EXTRAIT CHOISI:
Le joueur garde généralement la possibilité de le contourner, en se débrouillant pour ne pas contredire ni suivre ce que le jeu attend de lui. C’est une façon de jouer assez rigide somme toute, qui peut étouffer le joueur s’il sent que la latitude de ses choix est trop mince à cause des comportements contraints.

Mais il peut aider à éviter les comportements indésirables.

Souvent, le groupe s’oppose à un comportement jugé illégitime de la part du joueur, c’est une bonne manière de placer les limites, mais ces limites doivent rester amples et permettre une certaine liberté d’action dans le cadre donné.

Parfois des sanctions lourdes sont prévues par le système, par exemple : “tu dois faire seppuku (et donc te suicider) pour recouvrer ton honneur.” ou “ton PJ ne peut plus continuer de jouer et devient PNJ.”

C’est donc une bonne solution pour les cas extrêmes, afin de démotiver le joueur de franchir une limite, mais pas forcément pour des comportements plus courants.

5. Laisser faire

“Ce [comportement donné] est une possibilité parmi tant d’autres, ni particulièrement recherchée, ni particulièrement déconseillée.”

Rien dans le jeu ne propose le comportement, mais rien ne le dissuade non plus. Il fait partie de l’océan des possibilités d’action du joueur. Rien n’indique que le comportement en question sera présent dans le jeu à un moment donné, ni même qu’il viendra à l’esprit d’un joueur.

Il ne s’agit pas de motiver le comportement sans le nommer, seulement de ne pas le mettre en avant.

Cela ne garantit rien et n’est pas une motivation en soi.

Néanmoins, parfois c’est la situation de la fiction qui se charge de créer l’opportunité, la fiction et les interactions interpersonnelles de la partie suffisent à motiver un type de comportement, mais en plus de ne pas être garanti, il n’est pas fiable, car soumis à l’arbitraire du jugement des participants.

6. Imposer

“Suis ce [comportement donné] maintenant.”

Quand le jeu ou le MJ impose un comportement donné et empêche toute alternative.

Exemples : “Tu dois jouer un air de piano pour faire fuir le fantôme, cet air de flûte est la 5e de Beethoven, toute autre tentative sera vouée à l’échec, irrémédiablement.” ou “Dans une scène de crime, le joueur doit commettre un crime, il sera noté sur la qualité de son crime et de sa description (il ne peut pas y couper).”

CONSIGNE: Reprenez l'extrait sur les comportements des joueurs en jeu de rôle juste après sa dernière phrase.

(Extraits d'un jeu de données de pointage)
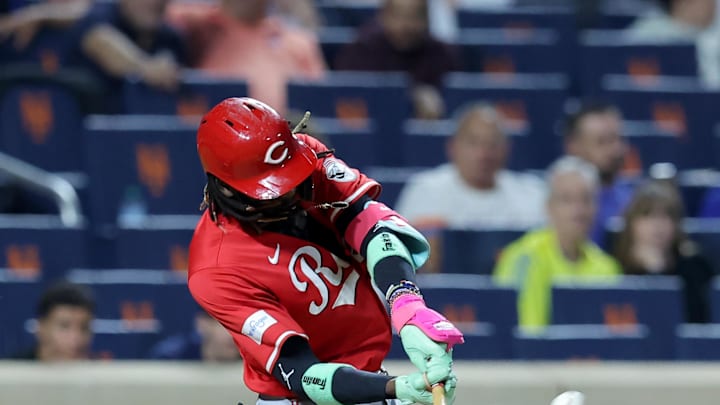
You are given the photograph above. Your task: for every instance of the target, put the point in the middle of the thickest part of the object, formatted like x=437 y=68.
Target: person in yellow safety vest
x=562 y=249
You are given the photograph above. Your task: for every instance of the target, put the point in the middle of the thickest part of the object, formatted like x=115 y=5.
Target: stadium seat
x=532 y=18
x=530 y=104
x=161 y=243
x=195 y=96
x=425 y=145
x=352 y=141
x=675 y=106
x=486 y=311
x=513 y=51
x=698 y=342
x=146 y=162
x=611 y=52
x=474 y=251
x=40 y=248
x=18 y=299
x=357 y=96
x=156 y=301
x=392 y=179
x=652 y=301
x=706 y=232
x=582 y=342
x=344 y=13
x=42 y=125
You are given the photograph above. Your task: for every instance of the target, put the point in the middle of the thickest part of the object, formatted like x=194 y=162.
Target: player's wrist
x=390 y=389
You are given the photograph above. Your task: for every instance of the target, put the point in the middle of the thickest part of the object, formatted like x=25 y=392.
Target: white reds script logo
x=307 y=261
x=269 y=159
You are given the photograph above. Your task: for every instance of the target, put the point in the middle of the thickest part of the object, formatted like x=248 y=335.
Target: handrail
x=46 y=183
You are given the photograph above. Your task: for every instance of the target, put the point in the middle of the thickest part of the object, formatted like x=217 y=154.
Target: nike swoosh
x=276 y=258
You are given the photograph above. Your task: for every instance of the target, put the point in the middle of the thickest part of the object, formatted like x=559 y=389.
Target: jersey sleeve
x=257 y=322
x=335 y=181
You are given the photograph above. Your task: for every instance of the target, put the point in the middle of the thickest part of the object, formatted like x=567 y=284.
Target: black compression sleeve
x=295 y=358
x=349 y=385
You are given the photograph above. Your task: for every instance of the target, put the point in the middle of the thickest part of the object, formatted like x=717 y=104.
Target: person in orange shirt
x=239 y=39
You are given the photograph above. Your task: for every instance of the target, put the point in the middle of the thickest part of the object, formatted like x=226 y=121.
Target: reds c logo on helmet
x=250 y=147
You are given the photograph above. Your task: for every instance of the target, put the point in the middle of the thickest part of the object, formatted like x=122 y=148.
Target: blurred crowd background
x=560 y=155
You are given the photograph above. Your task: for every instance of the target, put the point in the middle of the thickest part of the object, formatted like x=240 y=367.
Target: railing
x=52 y=185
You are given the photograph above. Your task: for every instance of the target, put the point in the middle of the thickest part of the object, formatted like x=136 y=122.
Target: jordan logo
x=276 y=258
x=286 y=376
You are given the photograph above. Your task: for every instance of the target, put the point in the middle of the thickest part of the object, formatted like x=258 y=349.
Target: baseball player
x=298 y=261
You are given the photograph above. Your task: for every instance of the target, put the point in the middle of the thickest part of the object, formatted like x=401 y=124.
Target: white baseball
x=569 y=398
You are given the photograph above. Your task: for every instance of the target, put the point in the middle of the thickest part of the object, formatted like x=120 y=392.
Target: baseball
x=569 y=398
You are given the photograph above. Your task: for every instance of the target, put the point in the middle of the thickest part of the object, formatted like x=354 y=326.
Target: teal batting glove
x=423 y=351
x=413 y=388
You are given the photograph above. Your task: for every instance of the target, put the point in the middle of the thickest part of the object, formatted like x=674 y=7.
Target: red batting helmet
x=250 y=147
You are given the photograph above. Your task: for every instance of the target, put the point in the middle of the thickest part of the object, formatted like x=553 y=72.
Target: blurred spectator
x=474 y=190
x=402 y=42
x=710 y=207
x=131 y=38
x=653 y=242
x=685 y=20
x=239 y=39
x=23 y=28
x=114 y=40
x=301 y=13
x=64 y=316
x=209 y=342
x=594 y=133
x=563 y=250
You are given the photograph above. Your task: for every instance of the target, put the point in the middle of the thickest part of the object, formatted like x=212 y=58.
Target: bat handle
x=438 y=391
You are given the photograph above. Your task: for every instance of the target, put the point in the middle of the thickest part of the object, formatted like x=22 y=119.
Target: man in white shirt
x=474 y=190
x=685 y=21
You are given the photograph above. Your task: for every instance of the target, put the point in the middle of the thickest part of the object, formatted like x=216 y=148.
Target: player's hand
x=414 y=388
x=426 y=335
x=422 y=351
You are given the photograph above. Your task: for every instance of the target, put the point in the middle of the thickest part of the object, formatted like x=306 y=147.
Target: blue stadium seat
x=480 y=308
x=676 y=106
x=513 y=51
x=393 y=180
x=195 y=96
x=582 y=342
x=611 y=52
x=42 y=124
x=18 y=299
x=352 y=141
x=652 y=301
x=148 y=301
x=352 y=96
x=425 y=145
x=557 y=18
x=698 y=342
x=651 y=144
x=530 y=104
x=345 y=13
x=161 y=243
x=715 y=299
x=39 y=247
x=474 y=252
x=144 y=160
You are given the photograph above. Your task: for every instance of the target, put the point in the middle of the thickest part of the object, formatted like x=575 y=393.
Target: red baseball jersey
x=267 y=287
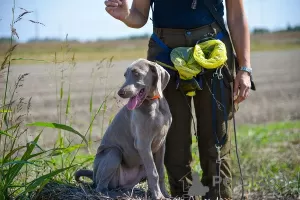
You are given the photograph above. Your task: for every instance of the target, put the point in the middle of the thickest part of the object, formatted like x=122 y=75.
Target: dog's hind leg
x=106 y=166
x=159 y=163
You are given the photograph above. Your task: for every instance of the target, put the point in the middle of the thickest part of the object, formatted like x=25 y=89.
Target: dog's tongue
x=132 y=103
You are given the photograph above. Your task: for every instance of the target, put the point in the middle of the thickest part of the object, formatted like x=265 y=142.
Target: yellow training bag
x=210 y=54
x=190 y=61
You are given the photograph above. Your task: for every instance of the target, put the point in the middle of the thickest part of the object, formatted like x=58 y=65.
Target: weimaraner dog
x=133 y=146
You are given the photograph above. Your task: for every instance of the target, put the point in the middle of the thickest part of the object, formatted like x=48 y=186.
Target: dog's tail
x=83 y=172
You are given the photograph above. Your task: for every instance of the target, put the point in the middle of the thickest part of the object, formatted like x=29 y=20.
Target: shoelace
x=194 y=4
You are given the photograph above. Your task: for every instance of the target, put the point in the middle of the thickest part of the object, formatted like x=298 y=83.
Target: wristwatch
x=247 y=69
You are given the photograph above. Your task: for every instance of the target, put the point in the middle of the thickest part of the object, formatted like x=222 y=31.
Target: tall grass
x=25 y=166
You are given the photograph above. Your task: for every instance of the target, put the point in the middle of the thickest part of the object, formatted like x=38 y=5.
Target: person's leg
x=206 y=143
x=178 y=142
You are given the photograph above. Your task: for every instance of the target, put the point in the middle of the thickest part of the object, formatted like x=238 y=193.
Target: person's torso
x=179 y=14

RÉPONSE ATTENDUE:
La différence fondamentale entre Imposer et Contraindre, c’est qu’Imposer signifie choisir un comportement à suivre et ne laisser aucune alternative, tandis que Contraindre signifie rendre un comportement extrême interdit ou lourdement sanctionné, mais pouvoir le contourner.

Je désapprouve complètement cette pratique d’Imposer un comportement. Pour moi elle est contraire à l’idée même de choix et ne vise qu’à téléguider le jeu, au lieu de tirer parti des imprévus et de la créativité des joueurs. Imposer est souvent le résultat d’un contrôle excessif de l’auteur ou du MJ, dû à des règles3 ou à un scénario dirigistes.

Il ne s’agit pas de donner temporairement le contrôle sur ton personnage à quelqu’un d’autre (au MJ entre autres), par exemple en cas d’échec aux dés. Ce cas de figure fonctionne dans le cas où il s’agit d’une conséquence d’une mécanique ou d’un choix renseigné. Généralement, ce n’est qu’un transfert temporaire de responsabilité qui passe par l’acceptation d’une sanction et pas quelque chose d’imposé pour prédéterminer l’histoire.

Ce qu’il y a à retirer de cet article :

  • Tout type de comportement ne peut pas être motivé de la même façon.
  • L’utilisation d’une mécanique permet de donner vraiment de l’importance à un comportement recherché (y compris quand il n’est pas exploité).
  • L’utilisation d’une mécanique permet de rendre fiable la récompense ou l’effet négatif dû au comportement, c’est-à-dire qu’elle n’est pas soumise à l’arbitraire d’un jugement d’un tiers et elle est mesurable.
  • Les pressions trop lourdes peuvent nuire au jeu, elles doivent se limiter à des cas extrêmes.
  • Ne pas valoriser un comportement par une mécanique le fait dépendre de la dynamique sociale du groupe, ce qui ne permet pas fiable.
  • Imposer quelque chose est toujours mauvais, oubliez cette technique.

Questions et commentaires toujours bienvenus.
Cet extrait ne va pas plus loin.